++++ EXTRACTED ENTRIES ++++

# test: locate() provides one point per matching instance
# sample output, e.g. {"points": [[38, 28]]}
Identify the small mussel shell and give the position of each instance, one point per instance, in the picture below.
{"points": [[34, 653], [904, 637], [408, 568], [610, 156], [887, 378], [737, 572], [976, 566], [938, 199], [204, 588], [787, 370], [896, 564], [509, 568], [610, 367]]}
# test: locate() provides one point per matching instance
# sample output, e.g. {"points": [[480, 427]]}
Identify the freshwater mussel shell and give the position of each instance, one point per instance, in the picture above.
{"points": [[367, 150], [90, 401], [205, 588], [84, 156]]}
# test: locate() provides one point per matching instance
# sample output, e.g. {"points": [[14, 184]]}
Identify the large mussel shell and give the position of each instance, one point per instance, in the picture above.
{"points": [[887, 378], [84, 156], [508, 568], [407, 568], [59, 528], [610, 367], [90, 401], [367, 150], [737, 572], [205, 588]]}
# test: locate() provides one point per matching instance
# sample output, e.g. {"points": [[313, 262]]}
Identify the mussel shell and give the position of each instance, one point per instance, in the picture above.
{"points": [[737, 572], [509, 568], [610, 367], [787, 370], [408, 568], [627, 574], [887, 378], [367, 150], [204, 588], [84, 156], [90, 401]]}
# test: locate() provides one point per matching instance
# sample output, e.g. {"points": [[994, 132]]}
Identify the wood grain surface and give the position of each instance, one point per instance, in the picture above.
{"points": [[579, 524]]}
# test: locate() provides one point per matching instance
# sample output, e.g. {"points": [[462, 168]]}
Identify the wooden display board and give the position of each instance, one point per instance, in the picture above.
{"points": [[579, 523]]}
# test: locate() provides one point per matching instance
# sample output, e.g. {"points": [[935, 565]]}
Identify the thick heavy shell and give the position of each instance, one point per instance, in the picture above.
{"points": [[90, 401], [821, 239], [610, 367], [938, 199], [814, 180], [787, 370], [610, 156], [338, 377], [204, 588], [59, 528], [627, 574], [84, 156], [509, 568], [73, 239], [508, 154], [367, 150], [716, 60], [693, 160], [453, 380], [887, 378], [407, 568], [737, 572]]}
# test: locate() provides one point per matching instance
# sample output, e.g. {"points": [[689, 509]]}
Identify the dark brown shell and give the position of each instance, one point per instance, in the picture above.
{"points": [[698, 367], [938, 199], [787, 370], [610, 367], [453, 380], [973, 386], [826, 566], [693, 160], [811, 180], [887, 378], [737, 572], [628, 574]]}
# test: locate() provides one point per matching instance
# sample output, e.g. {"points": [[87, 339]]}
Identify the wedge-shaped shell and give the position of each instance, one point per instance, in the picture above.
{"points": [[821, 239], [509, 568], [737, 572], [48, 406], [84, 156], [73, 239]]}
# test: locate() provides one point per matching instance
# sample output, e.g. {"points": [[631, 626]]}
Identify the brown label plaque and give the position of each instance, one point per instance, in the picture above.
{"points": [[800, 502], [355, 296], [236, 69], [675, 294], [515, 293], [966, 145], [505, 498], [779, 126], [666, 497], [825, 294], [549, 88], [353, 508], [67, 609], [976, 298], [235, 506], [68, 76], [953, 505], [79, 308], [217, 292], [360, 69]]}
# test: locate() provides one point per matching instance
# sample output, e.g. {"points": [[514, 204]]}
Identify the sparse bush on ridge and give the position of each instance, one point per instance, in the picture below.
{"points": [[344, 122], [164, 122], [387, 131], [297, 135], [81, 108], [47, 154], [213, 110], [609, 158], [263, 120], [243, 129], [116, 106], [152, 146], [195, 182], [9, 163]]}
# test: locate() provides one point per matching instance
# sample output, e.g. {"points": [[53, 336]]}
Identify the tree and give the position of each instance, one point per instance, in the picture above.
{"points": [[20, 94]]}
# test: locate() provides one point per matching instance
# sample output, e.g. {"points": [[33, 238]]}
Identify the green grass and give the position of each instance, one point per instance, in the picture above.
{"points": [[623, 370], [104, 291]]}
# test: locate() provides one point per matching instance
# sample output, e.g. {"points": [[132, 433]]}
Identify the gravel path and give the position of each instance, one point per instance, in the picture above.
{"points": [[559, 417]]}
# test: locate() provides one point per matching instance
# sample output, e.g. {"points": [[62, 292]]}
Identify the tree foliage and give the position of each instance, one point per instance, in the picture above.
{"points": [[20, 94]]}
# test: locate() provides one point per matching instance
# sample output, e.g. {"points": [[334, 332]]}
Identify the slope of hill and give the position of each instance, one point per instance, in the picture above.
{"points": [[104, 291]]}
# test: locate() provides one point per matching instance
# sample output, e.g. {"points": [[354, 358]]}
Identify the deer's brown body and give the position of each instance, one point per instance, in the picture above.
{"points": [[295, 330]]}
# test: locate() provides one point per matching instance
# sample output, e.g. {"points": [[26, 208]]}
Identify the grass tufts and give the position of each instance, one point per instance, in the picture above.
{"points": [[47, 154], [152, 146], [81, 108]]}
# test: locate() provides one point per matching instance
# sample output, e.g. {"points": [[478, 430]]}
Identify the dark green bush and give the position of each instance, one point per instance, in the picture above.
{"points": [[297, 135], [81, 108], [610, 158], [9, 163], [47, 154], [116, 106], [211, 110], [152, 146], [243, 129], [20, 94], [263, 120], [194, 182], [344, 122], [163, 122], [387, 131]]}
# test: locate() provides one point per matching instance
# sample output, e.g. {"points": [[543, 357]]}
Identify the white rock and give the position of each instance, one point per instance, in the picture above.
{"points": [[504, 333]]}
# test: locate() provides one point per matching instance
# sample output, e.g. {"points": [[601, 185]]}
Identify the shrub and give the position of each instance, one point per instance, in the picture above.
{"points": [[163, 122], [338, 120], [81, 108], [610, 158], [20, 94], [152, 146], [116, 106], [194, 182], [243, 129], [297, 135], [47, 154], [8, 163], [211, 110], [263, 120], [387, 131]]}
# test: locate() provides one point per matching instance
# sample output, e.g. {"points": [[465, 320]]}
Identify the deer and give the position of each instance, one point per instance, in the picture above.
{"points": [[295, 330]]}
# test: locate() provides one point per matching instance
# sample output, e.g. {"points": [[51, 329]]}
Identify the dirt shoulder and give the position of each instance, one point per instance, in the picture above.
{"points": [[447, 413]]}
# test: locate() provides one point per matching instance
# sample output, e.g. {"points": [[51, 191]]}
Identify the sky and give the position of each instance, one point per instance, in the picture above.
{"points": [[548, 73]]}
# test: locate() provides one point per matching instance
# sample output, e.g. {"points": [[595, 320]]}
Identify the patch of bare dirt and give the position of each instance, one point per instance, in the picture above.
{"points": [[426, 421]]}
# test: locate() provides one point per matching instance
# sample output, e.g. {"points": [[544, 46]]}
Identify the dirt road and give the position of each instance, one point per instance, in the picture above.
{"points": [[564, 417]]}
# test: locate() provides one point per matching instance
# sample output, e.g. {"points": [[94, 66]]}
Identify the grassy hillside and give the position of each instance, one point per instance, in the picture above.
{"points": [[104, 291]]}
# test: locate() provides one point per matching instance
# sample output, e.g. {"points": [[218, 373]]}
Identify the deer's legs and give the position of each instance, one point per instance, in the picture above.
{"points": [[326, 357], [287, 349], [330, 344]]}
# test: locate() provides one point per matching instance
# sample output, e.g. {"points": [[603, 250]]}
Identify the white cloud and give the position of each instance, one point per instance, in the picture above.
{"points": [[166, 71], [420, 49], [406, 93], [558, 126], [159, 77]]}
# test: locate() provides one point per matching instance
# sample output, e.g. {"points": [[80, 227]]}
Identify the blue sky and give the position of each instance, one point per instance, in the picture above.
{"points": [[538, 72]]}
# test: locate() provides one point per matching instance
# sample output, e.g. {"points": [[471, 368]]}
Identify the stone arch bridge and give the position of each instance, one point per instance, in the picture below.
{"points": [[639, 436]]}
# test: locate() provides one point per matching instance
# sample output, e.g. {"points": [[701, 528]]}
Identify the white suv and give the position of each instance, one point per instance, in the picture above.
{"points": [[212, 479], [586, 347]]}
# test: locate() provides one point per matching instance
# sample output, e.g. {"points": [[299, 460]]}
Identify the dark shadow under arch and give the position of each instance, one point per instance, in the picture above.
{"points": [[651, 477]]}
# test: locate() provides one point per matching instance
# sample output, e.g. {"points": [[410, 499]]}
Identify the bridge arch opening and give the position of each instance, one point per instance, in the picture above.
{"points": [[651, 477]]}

++++

Reproduce exactly the line containing "Identify the dark shadow" and every line after it through the end of the records above, and nothing else.

Identify the dark shadow under arch and give the position of each instance, one point per instance, in the picture above.
{"points": [[651, 477]]}
# test: locate() provides one point per matching instance
# sample output, e.g. {"points": [[410, 499]]}
Identify the bridge arch opening and give the position of each instance, one point per instance, in the picture above.
{"points": [[651, 477]]}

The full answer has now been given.